**WRITTEN REQUEST A**
In the YouTube data analysis post, how many characters make up the video id in Column 1?
**WRITTEN REQUEST B**
In the YouTube data analysis post, rewrite the part that opens with the words containing "28 December 2015" and closes with "number of videos.", swapping "insights" for "findings".
**WRITTEN REQUEST C**
Proceed with the YouTube data analysis post, starting after its final sentence.

**TEXT EXCERPT**
● ● ● ● ●
Home / Big Data and Hadoop / MapReduce Use Case-Youtube Data Analysis

28 December 2015

MapReduce Use Case-Youtube Data Analysis

This blog is about analyzing the data of youtube.This total analysis is performed in Hadoop MapReduce.
This youtube data is publicly available and the youtube data set is described below under the heading Data Set Description.
Using that dataset we will perform some Analysis and will draw out some insights like what are the top 10 rated videos in youtube, who uploaded the most number of videos.
By reading this blog you will understand how to handle data sets that does not have proper structure and how to sort the output of reducer.

DATA SET DESCRIPTION

Column 1: Video id of 11 characters.

Column 2: up loader of the video

Column 3: Interval between day of establishment of Youtube and the date of uploading of the video.

Column 4: Category of the video.

Column 5: Length of the video.

Column 6: Number of views for the video.

Column 7: Rating on the video.

Column 8: Number of ratings given for the video

Column 9: Number of comments done on the videos.

Column 10: Related video ids with the uploaded video.

You can download the data set from the below link.

DATA SET LINK

Youtube Data set

PROBLEM STATEMENT 1

Here we will find out what are the top 5 categories with maximum number of videos uploaded.
● ● ● ● ●
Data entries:
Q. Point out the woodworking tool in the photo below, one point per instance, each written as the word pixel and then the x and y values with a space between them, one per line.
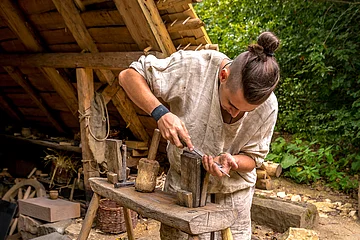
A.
pixel 201 154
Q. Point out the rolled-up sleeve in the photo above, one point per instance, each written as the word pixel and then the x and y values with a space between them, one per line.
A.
pixel 259 145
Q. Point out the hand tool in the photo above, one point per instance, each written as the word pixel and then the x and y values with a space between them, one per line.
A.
pixel 200 154
pixel 123 182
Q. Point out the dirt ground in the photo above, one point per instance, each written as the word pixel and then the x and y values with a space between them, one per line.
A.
pixel 333 225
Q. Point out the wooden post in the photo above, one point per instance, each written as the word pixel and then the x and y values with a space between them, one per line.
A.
pixel 191 176
pixel 226 234
pixel 89 218
pixel 149 168
pixel 85 88
pixel 128 223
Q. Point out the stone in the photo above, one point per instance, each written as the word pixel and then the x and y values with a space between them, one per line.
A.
pixel 300 234
pixel 59 227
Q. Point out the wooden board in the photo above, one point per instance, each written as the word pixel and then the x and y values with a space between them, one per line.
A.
pixel 191 176
pixel 280 215
pixel 162 207
pixel 49 210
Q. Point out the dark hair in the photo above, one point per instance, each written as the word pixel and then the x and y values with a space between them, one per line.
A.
pixel 256 70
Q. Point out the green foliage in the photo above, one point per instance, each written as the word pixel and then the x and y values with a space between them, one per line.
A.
pixel 309 162
pixel 319 93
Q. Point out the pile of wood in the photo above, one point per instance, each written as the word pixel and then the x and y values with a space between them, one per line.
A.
pixel 264 174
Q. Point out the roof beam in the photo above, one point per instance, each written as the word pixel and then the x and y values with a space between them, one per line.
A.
pixel 10 109
pixel 18 24
pixel 163 5
pixel 19 78
pixel 185 25
pixel 106 60
pixel 145 25
pixel 78 29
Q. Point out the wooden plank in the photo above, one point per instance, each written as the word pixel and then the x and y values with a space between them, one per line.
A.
pixel 57 36
pixel 164 5
pixel 47 21
pixel 162 207
pixel 137 24
pixel 16 21
pixel 18 77
pixel 110 60
pixel 23 30
pixel 280 215
pixel 101 18
pixel 85 88
pixel 111 35
pixel 49 210
pixel 113 157
pixel 191 176
pixel 185 25
pixel 7 106
pixel 6 34
pixel 157 26
pixel 43 143
pixel 36 6
pixel 75 24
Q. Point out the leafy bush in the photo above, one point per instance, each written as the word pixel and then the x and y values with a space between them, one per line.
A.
pixel 319 93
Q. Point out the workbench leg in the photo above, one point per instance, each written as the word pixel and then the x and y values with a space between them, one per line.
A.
pixel 193 237
pixel 89 218
pixel 226 234
pixel 128 223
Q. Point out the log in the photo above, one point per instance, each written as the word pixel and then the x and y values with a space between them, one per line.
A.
pixel 149 168
pixel 279 215
pixel 147 172
pixel 272 169
pixel 264 184
pixel 162 207
pixel 261 174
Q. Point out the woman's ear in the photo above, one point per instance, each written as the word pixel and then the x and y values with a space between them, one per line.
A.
pixel 224 74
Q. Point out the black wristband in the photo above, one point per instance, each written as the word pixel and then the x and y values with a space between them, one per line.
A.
pixel 159 111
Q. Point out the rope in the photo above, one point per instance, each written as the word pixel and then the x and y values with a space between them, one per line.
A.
pixel 87 114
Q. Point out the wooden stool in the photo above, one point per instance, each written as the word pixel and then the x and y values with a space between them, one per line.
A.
pixel 162 207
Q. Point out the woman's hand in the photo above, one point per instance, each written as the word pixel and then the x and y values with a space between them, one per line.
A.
pixel 172 129
pixel 225 159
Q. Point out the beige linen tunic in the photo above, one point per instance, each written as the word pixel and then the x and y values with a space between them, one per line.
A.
pixel 188 82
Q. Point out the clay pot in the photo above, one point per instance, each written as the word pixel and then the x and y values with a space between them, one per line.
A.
pixel 53 194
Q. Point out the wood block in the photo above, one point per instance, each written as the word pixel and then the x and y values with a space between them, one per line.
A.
pixel 280 215
pixel 49 210
pixel 112 177
pixel 191 170
pixel 113 157
pixel 162 207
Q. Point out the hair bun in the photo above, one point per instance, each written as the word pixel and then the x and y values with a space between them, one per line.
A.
pixel 269 41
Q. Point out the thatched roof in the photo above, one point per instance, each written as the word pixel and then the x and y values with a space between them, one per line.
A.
pixel 43 41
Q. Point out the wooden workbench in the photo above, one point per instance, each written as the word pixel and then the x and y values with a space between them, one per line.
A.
pixel 162 207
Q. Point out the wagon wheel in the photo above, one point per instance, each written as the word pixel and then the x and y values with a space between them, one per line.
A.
pixel 28 188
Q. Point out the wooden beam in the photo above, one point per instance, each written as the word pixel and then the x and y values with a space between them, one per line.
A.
pixel 157 26
pixel 163 5
pixel 10 108
pixel 105 60
pixel 137 24
pixel 17 22
pixel 85 88
pixel 18 77
pixel 77 27
pixel 185 25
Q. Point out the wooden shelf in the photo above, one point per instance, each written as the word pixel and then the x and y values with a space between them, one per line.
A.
pixel 44 143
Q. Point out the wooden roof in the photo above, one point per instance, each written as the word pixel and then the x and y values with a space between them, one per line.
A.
pixel 42 42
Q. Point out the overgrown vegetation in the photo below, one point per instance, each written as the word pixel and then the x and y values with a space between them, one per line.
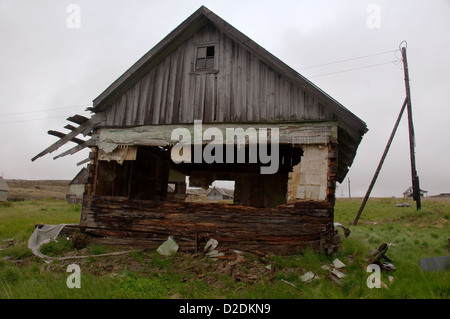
● ● ● ● ●
**RESPONSE A**
11 characters.

**RESPONSE B**
28 December 2015

MapReduce Use Case-Youtube Data Analysis

This blog is about analyzing the data of youtube.This total analysis is performed in Hadoop MapReduce.
This youtube data is publicly available and the youtube data set is described below under the heading Data Set Description.
Using that dataset we will perform some Analysis and will draw out some findings like what are the top 10 rated videos in youtube, who uploaded the most number of videos.

**RESPONSE C**
SOURCE CODE

Now from the mapper we want to get the video category as key and final int value ‘1’ as values which will be passed to the shuffle and sort phase and are further sent to the reducer phase where the aggregation of the values is performed.

MAPPER CODE

public class Top5_categories {

public static class Map extends Mapper<LongWritable, Text, Text, IntWritable>{

private Text category = new Text();

private final static IntWritable one = new IntWritable(1);

public void map(LongWritable key, Text value, Context context )

throws IOException, InterruptedException {

String line = value.toString();

String str[]=line.split("\t");

if(str.length > 5){

category.set(str[3]);

}

context.write(category, one);

}

Explanation of the above Mapper code:
In line 1 we are taking a class by name Top5_categories,
In line 2 we are extending the Mapper default class having the arguments keyIn as LongWritable and ValueIn as Text and KeyOut as Text and ValueOut as IntWritable.

In line 3 we are declaring a private Text variable ‘category’ which will store the category of videos in youtube

In line 4 we are declaring a private final static IntWritable variable ‘one’ which will be constant for every value. MapReduce deals with Key and Value pairs.Here we can set the key as gender and value as age.

In line 5 we are overriding the map method which will run one time for every line.

In line 7 we are storing the line in a string variable ‘line’

In line 8 we are splitting the line by using tab “\t” delimiter and storing the values in a String Array so that all the columns in a row are stored in the string array.

In line 9 we are taking a condition if we have the string array of length greater than 6 which means if the line or row has at least 7 columns then it will enter into the if condition and execute the code to eliminate the ArrayIndexOutOfBoundsException.

In line 10 we are storing the category which is in 4^th column.

In line 12 we are writing the key and value into the context which will be the output of the map method.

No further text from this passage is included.